Requirement A
Condense the paragraph of the gas flow meter patent application that begins "A method and a gas flow meter" into a short bulleted list, keeping its main facts.

Patent application title: Volumetric Gas Flow Meter With Automatic Compressibility Factor Correction
Edward Albert Morrell (Randolph, NJ, US)
David William Wilson (Budd Lake, NJ, US)
Mohammed Abdul Aziz (Clifton, NJ, US)
IPC8 Class: AG01F156FI
Class name: Measuring and testing volume or rate of flow by measuring electrical or magnetic properties
Publication date: 2013-01-10
Patent application number: 20130008262
A method and a gas flow meter for measuring gas flow, having a cylinder,
and a piston disposed movably within the cylinder, forming a clearance
seal between the piston and the cylinder. A gas flow to be measured is
directed to the cylinder so as to move the piston within the cylinder.
From the detected movement of the piston, electrical signals
representative of the gas flow are generated. Gas temperature and
pressure data are also measured. A controller calculates a standardized
flow rate of gas based on gas species information, and determines a
compressibility factor based on the gas species information and the
temperature and pressure data, and calculates a corrected flow rate. The
compressibility factor is determined from a table pre-stored in a memory.
1. A gas flow meter comprising: a cylinder; a piston movable within said
cylinder, the piston having a surface which forms a clearance seal with a
surface of said cylinder; a gas inlet for receiving a gas flow to be
measured, and valving for directing said flow to said cylinder so as to
move said piston within said cylinder; and a movement detector for
detecting movement of said piston and generating therefrom electrical
signals representative of said gas flow to be measured; a temperature
sensor and a pressure sensor which measure gas temperature and pressure
data at said cylinder; a controller which receives said electrical
signals and said temperature and pressure data and calculates a
standardized flow rate of gas through said cylinder; wherein said
controller further receives gas species information and determines a
compressibility factor based on said gas species information and said
temperature and pressure data, and calculates therefrom a corrected flow
rate based on said calculated standardized flow rate and on said
2. A gas flow meter according to claim 1, wherein said compressibility factor is determined from a table of compressibility factors pre-stored in said memory.

Requirement B
Swap "audit" for "review" in the records, starting at the line that contains "For the audit, pick out each instance of the snowy" and ending at the end of the records. Give back only those lines, with everything else left unchanged.

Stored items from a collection

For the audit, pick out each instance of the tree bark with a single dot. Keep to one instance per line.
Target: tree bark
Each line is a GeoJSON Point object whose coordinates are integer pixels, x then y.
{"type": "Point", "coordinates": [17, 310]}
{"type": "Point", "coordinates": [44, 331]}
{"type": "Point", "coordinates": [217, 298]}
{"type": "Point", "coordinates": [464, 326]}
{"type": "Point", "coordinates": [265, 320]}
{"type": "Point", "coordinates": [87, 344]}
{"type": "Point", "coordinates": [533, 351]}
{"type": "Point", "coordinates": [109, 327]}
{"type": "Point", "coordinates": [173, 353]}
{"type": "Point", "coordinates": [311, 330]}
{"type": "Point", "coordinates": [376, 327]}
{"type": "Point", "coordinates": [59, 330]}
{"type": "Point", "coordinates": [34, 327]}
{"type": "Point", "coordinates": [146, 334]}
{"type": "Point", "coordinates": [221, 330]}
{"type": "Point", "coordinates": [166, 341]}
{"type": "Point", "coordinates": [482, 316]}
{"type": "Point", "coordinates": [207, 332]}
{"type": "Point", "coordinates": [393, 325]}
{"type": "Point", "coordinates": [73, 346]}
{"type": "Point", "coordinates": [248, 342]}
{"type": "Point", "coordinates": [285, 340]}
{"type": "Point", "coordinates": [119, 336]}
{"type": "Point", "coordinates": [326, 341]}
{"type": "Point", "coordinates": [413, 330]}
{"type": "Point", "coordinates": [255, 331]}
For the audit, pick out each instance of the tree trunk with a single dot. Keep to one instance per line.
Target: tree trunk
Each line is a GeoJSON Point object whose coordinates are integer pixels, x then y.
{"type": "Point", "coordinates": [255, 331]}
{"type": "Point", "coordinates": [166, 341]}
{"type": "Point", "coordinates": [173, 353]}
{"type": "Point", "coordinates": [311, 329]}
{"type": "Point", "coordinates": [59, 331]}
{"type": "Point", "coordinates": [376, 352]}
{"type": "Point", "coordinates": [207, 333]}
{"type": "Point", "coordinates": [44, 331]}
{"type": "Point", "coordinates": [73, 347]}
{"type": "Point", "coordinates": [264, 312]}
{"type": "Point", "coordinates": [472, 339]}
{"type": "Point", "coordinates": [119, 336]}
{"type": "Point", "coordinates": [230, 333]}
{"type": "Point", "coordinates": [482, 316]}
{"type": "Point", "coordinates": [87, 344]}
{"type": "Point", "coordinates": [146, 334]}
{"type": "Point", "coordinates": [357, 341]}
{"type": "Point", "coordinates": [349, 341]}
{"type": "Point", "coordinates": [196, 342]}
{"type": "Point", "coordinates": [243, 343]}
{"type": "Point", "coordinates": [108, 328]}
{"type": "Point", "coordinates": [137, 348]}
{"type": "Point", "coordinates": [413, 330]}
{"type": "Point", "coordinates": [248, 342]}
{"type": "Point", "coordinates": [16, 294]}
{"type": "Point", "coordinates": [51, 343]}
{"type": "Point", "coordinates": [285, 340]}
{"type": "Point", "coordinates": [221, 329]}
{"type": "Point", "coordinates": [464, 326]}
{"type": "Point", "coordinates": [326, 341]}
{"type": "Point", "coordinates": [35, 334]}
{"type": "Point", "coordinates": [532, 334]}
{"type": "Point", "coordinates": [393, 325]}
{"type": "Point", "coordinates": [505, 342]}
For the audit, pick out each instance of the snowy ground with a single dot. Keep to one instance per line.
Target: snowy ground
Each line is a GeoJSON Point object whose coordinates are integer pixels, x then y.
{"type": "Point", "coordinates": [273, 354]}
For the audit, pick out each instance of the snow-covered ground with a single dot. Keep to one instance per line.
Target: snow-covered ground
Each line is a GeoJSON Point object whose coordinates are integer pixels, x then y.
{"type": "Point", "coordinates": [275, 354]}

Final result A
- The meter has a cylinder and a piston that moves inside it, with a clearance seal between them.
- The gas flow being measured is directed to the cylinder and moves the piston.
- The piston's detected movement generates electrical signals representing the gas flow.
- Gas temperature and pressure are also measured.
- A controller calculates a standardized flow rate from gas species information.
- It determines a compressibility factor from the gas species information and the temperature and pressure data, then calculates a corrected flow rate.
- The compressibility factor comes from a table pre-stored in memory.

Final result B
For the review, pick out each instance of the snowy ground with a single dot. Keep to one instance per line.
Target: snowy ground
Each line is a GeoJSON Point object whose coordinates are integer pixels, x then y.
{"type": "Point", "coordinates": [273, 354]}
For the review, pick out each instance of the snow-covered ground with a single dot. Keep to one instance per line.
Target: snow-covered ground
Each line is a GeoJSON Point object whose coordinates are integer pixels, x then y.
{"type": "Point", "coordinates": [275, 354]}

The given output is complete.